Task prompt:
Read the data below. Every line holding the string "instance" must be copied.

Materials provided:
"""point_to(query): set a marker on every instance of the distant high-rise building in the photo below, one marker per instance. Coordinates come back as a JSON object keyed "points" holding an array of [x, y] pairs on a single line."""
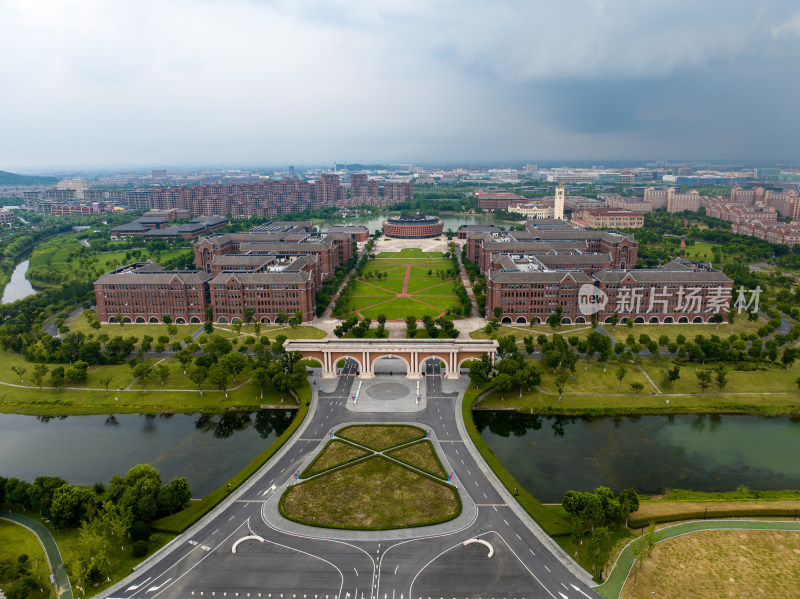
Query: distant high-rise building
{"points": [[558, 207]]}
* * *
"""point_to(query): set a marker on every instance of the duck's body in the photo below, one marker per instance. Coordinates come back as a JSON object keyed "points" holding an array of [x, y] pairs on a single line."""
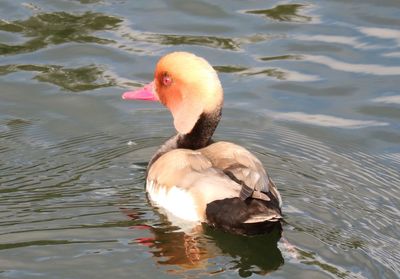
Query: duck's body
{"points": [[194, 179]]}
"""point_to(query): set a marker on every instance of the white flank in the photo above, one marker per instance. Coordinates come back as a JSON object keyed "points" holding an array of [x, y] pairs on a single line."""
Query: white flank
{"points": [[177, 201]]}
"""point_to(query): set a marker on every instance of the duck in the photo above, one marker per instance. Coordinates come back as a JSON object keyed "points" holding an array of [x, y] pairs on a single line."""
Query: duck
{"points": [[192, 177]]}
==
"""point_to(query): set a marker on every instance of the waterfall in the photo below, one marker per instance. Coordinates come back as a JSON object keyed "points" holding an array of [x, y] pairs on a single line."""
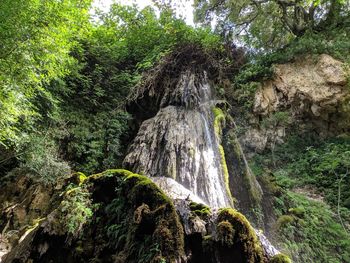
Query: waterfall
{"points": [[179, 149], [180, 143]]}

Output of the task:
"""point_to(query): set a marker on every instance of the distant high-rise building in the photo below, one marker per instance. Coordinates come back as a JSON object keyed "points" holding an array of [x, y] pairs on a single line."""
"""point_to(query): set a marker on every instance of the duck's body in the photo below, one marker per instance. Coordinates come back as a JSON object keyed "points" holding an array of [x, y] pairs on a single line."""
"""point_to(query): set a marker on every instance of the white flank in the photo above, one marker per instance. Coordinates come back as a JSON object keyed "points" holding an array of [x, y] pairs on a single line."""
"""point_to(query): set a marker on every instance of the duck in the photo above, one marker per instance. Coordinates come back as a JSON object keyed "points" holding an array of [x, y] pairs on a single line."""
"""point_to(query): set a marker on every instance of the waterfall in the photo below, one marker per instance. Coordinates come back as a JSON object keyed "points" holding an array of [x, y] pairs on a single line."""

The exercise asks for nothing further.